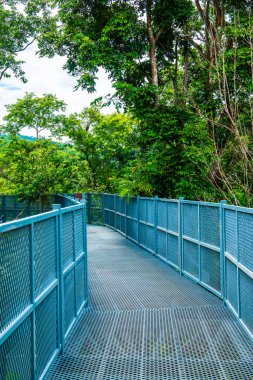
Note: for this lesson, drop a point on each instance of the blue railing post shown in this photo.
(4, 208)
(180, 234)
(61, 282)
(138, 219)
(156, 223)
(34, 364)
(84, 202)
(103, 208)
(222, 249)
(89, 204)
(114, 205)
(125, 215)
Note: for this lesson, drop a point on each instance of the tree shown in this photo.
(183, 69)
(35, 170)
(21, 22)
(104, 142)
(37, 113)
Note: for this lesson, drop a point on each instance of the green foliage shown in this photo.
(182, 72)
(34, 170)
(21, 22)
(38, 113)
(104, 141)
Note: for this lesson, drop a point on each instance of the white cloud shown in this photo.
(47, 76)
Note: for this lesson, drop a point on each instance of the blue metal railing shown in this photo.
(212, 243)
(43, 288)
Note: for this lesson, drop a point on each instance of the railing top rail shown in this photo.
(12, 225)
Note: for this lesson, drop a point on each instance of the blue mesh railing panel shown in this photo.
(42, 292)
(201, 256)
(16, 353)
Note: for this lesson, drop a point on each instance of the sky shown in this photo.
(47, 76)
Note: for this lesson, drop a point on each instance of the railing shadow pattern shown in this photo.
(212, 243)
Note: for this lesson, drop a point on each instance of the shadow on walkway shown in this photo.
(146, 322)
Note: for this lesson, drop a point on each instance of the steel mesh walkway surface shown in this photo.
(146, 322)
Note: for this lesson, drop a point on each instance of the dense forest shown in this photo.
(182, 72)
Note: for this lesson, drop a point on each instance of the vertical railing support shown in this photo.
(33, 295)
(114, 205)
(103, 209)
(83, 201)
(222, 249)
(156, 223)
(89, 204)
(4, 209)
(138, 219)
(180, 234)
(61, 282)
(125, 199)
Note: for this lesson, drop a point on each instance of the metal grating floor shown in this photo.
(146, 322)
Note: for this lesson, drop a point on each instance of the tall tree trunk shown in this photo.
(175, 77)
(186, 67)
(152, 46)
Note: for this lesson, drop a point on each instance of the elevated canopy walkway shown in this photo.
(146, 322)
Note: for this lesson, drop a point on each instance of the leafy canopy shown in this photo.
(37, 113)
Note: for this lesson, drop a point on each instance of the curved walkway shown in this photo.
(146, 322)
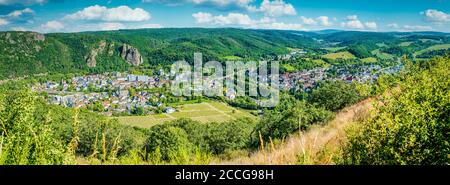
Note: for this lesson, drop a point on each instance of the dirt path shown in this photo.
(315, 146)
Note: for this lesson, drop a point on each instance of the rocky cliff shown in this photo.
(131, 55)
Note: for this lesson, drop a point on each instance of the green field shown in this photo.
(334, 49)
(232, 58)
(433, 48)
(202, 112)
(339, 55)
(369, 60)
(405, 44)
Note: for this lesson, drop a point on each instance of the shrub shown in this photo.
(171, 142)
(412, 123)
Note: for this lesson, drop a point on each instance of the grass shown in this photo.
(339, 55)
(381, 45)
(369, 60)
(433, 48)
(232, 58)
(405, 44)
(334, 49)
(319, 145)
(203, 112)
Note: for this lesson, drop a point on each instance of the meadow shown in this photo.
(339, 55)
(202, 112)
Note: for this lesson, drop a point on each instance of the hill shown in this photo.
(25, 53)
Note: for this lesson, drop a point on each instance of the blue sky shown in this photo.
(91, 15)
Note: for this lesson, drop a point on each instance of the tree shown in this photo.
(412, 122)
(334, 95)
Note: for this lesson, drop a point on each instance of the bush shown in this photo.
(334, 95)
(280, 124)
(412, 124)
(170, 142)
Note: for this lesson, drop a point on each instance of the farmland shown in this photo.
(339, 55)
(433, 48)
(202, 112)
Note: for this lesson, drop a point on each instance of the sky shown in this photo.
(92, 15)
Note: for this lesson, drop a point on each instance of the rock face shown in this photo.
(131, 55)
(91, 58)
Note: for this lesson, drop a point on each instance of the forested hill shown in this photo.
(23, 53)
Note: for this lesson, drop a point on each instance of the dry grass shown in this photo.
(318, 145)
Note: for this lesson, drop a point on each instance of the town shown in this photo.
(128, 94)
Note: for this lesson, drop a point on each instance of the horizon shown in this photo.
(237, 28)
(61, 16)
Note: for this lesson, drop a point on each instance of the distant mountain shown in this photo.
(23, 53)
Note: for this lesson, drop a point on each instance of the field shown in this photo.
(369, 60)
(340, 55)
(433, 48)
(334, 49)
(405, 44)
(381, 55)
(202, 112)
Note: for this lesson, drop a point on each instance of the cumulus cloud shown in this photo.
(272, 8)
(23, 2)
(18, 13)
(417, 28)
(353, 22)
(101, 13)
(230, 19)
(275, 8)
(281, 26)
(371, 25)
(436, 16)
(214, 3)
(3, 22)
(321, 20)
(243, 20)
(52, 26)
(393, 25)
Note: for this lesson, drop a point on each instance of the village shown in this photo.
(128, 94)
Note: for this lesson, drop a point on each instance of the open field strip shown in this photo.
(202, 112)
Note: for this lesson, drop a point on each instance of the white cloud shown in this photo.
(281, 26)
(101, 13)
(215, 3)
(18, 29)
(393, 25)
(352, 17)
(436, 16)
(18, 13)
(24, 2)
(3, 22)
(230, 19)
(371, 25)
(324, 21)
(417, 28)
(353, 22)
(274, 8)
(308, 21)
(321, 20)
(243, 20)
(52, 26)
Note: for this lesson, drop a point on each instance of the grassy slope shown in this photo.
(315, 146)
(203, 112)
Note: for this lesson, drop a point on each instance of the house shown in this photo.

---

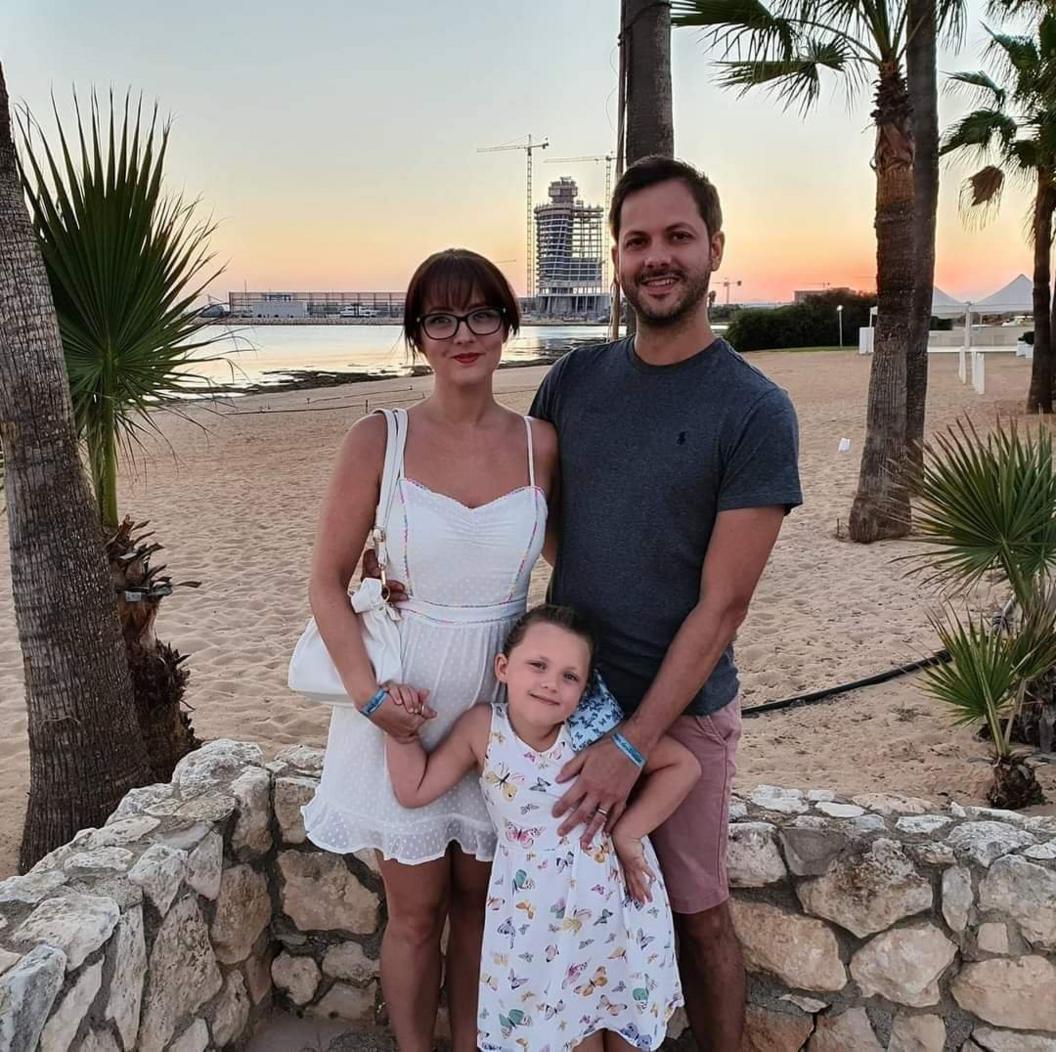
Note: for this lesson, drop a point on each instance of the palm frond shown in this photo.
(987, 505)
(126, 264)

**Your goal**: Look above for the line holding "the field shown in this photo.", then set down exactly that line and every line after it up to and including the line holding "house shown in this photo.", with nothing else.

**Response to this task**:
Note: for this lesson, drop a point on each instance of the field shown in this photo.
(369, 60)
(340, 55)
(433, 48)
(334, 49)
(405, 44)
(381, 55)
(202, 112)
Note: for this lesson, drop a point on each instance of the cumulus cloud shown in this photo.
(272, 8)
(23, 2)
(18, 13)
(417, 28)
(353, 22)
(101, 13)
(230, 19)
(275, 8)
(281, 26)
(371, 25)
(436, 16)
(214, 3)
(3, 22)
(321, 20)
(243, 20)
(52, 26)
(393, 25)
Note: for this lesson, drop a point on each instance of the village shown in this photo.
(128, 94)
Note: for this lesson, drop a point on each instance of the open field strip shown in this photo.
(202, 112)
Note: for this lesson, drop a point on each instance of the white cloud shown in this photo.
(281, 26)
(101, 13)
(215, 3)
(18, 29)
(393, 25)
(352, 17)
(436, 16)
(18, 13)
(24, 2)
(3, 22)
(230, 19)
(371, 25)
(324, 21)
(417, 28)
(353, 22)
(274, 8)
(308, 21)
(321, 20)
(243, 20)
(52, 26)
Note: for this lesson, drop a point on each instance of the grassy slope shown in this photo.
(315, 146)
(203, 112)
Note: for this lesson, drop a point on each instance of the house shown in this photo.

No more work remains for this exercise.